→ EN QUÉ CONSISTE:
Reemplaza "rough mask" por "coarse mask" en todos los registros y copia las líneas sin ningún otro cambio.

→ REGISTROS PROPORCIONADOS:
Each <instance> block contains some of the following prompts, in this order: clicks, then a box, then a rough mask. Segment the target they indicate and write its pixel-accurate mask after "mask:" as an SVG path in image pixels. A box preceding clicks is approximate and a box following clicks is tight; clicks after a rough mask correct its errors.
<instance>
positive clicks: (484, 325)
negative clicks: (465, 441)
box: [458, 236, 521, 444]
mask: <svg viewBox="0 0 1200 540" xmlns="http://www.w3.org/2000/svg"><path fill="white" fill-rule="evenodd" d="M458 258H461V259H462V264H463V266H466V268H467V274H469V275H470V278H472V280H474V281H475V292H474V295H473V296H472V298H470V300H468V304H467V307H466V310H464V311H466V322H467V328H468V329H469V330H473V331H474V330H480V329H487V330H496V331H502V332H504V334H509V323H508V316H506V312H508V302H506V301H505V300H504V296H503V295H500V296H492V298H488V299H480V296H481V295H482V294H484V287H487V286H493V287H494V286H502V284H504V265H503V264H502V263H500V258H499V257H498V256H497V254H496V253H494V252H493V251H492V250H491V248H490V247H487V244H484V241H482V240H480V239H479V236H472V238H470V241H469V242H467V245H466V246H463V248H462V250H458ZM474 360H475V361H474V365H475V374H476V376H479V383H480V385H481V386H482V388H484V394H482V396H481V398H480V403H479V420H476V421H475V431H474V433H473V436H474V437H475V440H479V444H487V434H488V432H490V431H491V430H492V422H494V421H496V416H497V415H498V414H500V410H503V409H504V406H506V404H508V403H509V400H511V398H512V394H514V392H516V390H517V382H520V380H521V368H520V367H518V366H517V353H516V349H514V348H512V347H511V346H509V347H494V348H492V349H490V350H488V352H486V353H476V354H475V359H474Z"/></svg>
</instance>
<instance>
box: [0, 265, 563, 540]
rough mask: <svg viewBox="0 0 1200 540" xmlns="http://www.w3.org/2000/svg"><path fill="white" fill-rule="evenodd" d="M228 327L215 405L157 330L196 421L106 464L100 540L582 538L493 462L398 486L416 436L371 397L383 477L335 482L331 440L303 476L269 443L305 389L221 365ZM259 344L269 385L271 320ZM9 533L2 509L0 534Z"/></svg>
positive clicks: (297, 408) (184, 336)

→ RESPUESTA DEL EJERCICIO:
Each <instance> block contains some of the following prompts, in this order: clicks, then a box, then a coarse mask. Segment the target they indicate and write its pixel-accurate mask after "mask:" as an SVG path in image pixels. A box preceding clicks is approximate and a box following clicks is tight; clicks after a coarse mask correct its errors.
<instance>
positive clicks: (484, 325)
negative clicks: (465, 441)
box: [458, 236, 521, 444]
mask: <svg viewBox="0 0 1200 540" xmlns="http://www.w3.org/2000/svg"><path fill="white" fill-rule="evenodd" d="M458 258H461V259H462V264H463V266H466V268H467V274H469V275H470V278H472V280H474V281H475V292H474V295H473V296H472V298H470V300H468V304H467V307H466V310H464V311H466V322H467V328H468V329H469V330H473V331H474V330H480V329H487V330H496V331H502V332H504V334H509V323H508V316H506V312H508V302H506V301H505V300H504V296H503V295H500V296H492V298H488V299H480V296H481V295H482V294H484V287H487V286H493V287H494V286H502V284H504V265H503V264H502V263H500V258H499V257H498V256H497V254H496V253H494V252H493V251H492V250H491V248H490V247H487V244H484V241H482V240H480V239H479V236H472V238H470V241H469V242H467V245H466V246H463V248H462V250H458ZM474 360H475V361H474V365H475V374H476V376H479V383H480V385H481V386H482V388H484V394H482V396H481V398H480V403H479V420H476V421H475V431H474V433H473V436H474V437H475V440H479V444H487V434H488V432H490V431H491V430H492V422H494V421H496V416H497V415H498V414H500V410H503V409H504V406H506V404H508V403H509V400H511V398H512V394H514V392H516V390H517V382H520V380H521V368H520V367H518V366H517V353H516V349H514V348H512V347H511V346H509V347H494V348H492V349H490V350H488V352H486V353H476V354H475V359H474Z"/></svg>
</instance>
<instance>
box: [0, 265, 563, 540]
coarse mask: <svg viewBox="0 0 1200 540" xmlns="http://www.w3.org/2000/svg"><path fill="white" fill-rule="evenodd" d="M228 327L215 405L157 330L196 421L106 464L100 540L582 538L493 462L398 486L416 436L371 397L383 477L335 482L331 440L303 476L269 443L305 389L221 365ZM259 344L269 385L271 320ZM9 533L2 509L0 534Z"/></svg>
positive clicks: (297, 408) (184, 336)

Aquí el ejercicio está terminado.